» Excerpt
Add support for SECCOMP_FILTER_FLAG_TSYNC.

This allows synchronizing all threads in a thread group to the same
seccomp filter tree.

Some processes only receive control over their execution after
threads have already been created in their thread group. This happens
for example with apps forked from the Android zygote.

Thread sync (TSYNC) allows these processes to safely apply seccomp
filters to all threads in their thread group, therefore preventing
a thread running with seccomp filters from being able to circumvent
the filter by exploiting an unconfined thread in the same thread
group.

Bug: 31267783
Test: Manual, with multithreaded program calling libminijail.

Change-Id: I902428abf2e4d7fb3e2200ebfe9d5e640a1b10e0
diff --git a/libminijail.c b/libminijail.c
index 8f63b85..597fef2 100644
--- a/libminijail.c
+++ b/libminijail.c
@@ -40,6 +40,7 @@
 
 #include "signal_handler.h"
 #include "syscall_filter.h"
+#include "syscall_wrapper.h"
 #include "util.h"
 
 #ifdef HAVE_SECUREBITS_H
@@ -73,14 +74,27 @@
 # define PR_ALT_SYSCALL 0x43724f53
 #endif
 
-/* For seccomp_filter using BPF. */
+/* Seccomp filter related flags. */
 #ifndef PR_SET_NO_NEW_PRIVS
 # define PR_SET_NO_NEW_PRIVS 38
 #endif
+
 #ifndef SECCOMP_MODE_FILTER
 # define SECCOMP_MODE_FILTER 2 /* uses user-supplied filter. */
 #endif
 
+#ifndef SECCOMP_SET_MODE_STRICT
+# define SECCOMP_SET_MODE_STRICT 0
+#endif
+#ifndef SECCOMP_SET_MODE_FILTER
+# define SECCOMP_SET_MODE_FILTER 1
+#endif
+
+#ifndef SECCOMP_FILTER_FLAG_TSYNC
+# define SECCOMP_FILTER_FLAG_TSYNC 1
+#endif
+/* End seccomp filter related flags. */
+
 /* New cgroup namespace might not be in linux-headers yet. */
 #ifndef CLONE_NEWCGROUP
 # define CLONE_NEWCGROUP 0x02000000
@@ -123,6 +137,7 @@
 		int remount_proc_ro:1;
 		int no_new_privs:1;
 		int seccomp_filter:1;
+		int seccomp_filter_tsync:1;
 		int log_seccomp_filter:1;
 		int chroot:1;
 		int pivot_root:1;
@@ -333,6 +348,11 @@
 	j->flags.seccomp_filter = 1;
 }
 
+void API minijail_set_seccomp_filter_tsync(struct minijail *j)
+{
+	j->flags.seccomp_filter_tsync = 1;
+}
+
 void API minijail_log_seccomp_filter_failures(struct minijail *j)

» Dataset records
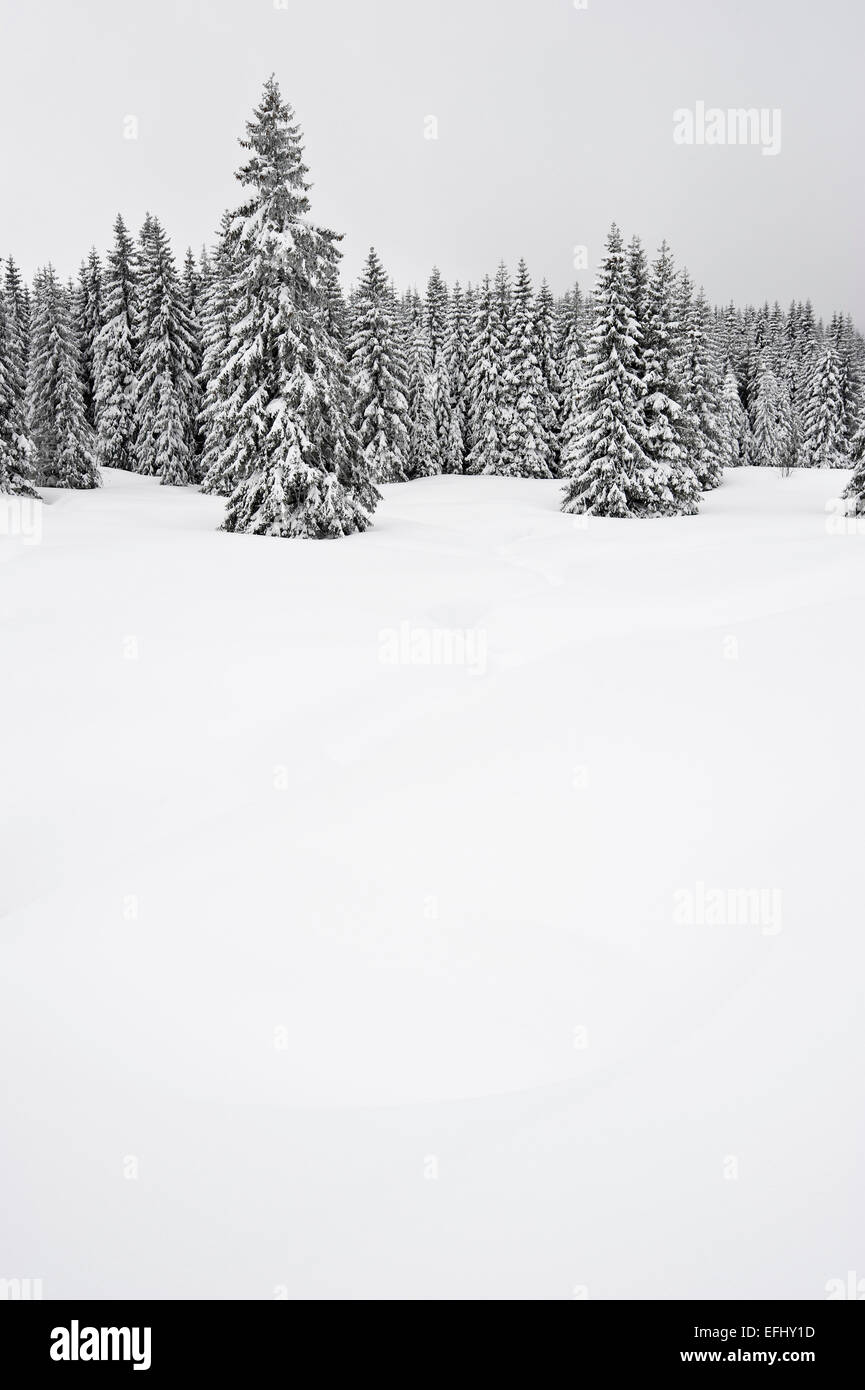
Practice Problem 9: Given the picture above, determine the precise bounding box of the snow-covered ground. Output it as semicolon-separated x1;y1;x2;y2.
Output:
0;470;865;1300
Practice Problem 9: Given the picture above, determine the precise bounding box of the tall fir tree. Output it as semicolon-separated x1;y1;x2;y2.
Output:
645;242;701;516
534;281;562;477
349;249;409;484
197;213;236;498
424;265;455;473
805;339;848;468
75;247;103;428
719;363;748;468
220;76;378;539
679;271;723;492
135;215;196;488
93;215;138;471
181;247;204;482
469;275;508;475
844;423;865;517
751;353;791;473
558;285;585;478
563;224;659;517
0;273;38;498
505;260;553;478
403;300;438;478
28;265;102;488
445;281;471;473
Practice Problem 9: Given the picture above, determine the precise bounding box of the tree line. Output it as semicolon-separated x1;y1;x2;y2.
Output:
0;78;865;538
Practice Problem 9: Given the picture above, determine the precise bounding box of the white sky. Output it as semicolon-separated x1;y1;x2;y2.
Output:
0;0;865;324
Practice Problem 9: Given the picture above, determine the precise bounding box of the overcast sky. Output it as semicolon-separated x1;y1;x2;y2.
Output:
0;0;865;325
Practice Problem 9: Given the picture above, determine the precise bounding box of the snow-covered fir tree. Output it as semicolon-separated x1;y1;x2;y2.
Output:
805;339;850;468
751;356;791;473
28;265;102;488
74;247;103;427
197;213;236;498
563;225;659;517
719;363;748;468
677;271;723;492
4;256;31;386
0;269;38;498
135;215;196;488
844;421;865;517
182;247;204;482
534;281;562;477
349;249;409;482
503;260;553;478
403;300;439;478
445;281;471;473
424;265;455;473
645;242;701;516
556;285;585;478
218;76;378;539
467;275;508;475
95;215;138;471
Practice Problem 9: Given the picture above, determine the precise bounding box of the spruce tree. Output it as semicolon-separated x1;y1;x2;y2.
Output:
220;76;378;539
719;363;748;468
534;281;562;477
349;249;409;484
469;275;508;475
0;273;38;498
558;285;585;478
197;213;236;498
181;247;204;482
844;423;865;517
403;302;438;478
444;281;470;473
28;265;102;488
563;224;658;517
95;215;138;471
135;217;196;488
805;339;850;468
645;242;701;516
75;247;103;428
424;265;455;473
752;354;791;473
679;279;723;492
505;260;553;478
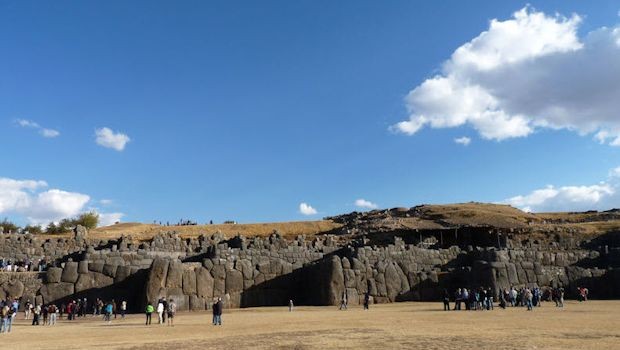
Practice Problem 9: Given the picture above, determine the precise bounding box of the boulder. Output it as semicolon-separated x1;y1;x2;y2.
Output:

» What is asked
a - According to the TSYNC patch, which processes are an example of ones that receive control over their execution only after threads already exist in their thread group?
b - Rewrite the paragraph of the TSYNC patch beginning "Thread sync (TSYNC) allows" as a single shorter sentence that keeps its main facts.
c - Continue the TSYNC patch from its final line.

» The answers
a - Apps forked from the Android zygote.

b - TSYNC lets these processes safely apply seccomp filters to every thread in their thread group, so that a filtered thread cannot bypass its filter by exploiting an unconfined thread in the same group.

c -
 {
 	j->flags.log_seccomp_filter = 1;
@@ -643,9 +663,19 @@
 	return minijail_mount(j, src, dest, "", flags);
 }
 
+static void clear_seccomp_options(struct minijail *j)
+{
+	j->flags.seccomp_filter = 0;
+	j->flags.seccomp_filter_tsync = 0;
+	j->flags.log_seccomp_filter = 0;
+	j->filter_len = 0;
+	j->filter_prog = NULL;
+	j->flags.no_new_privs = 0;
+}
+
 static int seccomp_should_parse_filters(struct minijail *j)
 {
-	if (prctl(PR_SET_SECCOMP, SECCOMP_MODE_FILTER, NULL)) {
+	if (prctl(PR_SET_SECCOMP, SECCOMP_MODE_FILTER, NULL) == -1) {
 		/*
 		 * |errno| will be set to EINVAL when seccomp has not been
 		 * compiled into the kernel. On certain platforms and kernel
@@ -653,13 +683,9 @@
 		 * in that case, disable seccomp and skip loading the filters.
 		 */
 		if ((errno == EINVAL) && seccomp_can_softfail()) {
-			warn("not loading seccomp filters,"
-			     " seccomp not supported");
-			j->flags.seccomp_filter = 0;
-			j->flags.log_seccomp_filter = 0;
-			j->filter_len = 0;
-			j->filter_prog = NULL;
-			j->flags.no_new_privs = 0;
+			warn("not loading seccomp filters, seccomp filter not "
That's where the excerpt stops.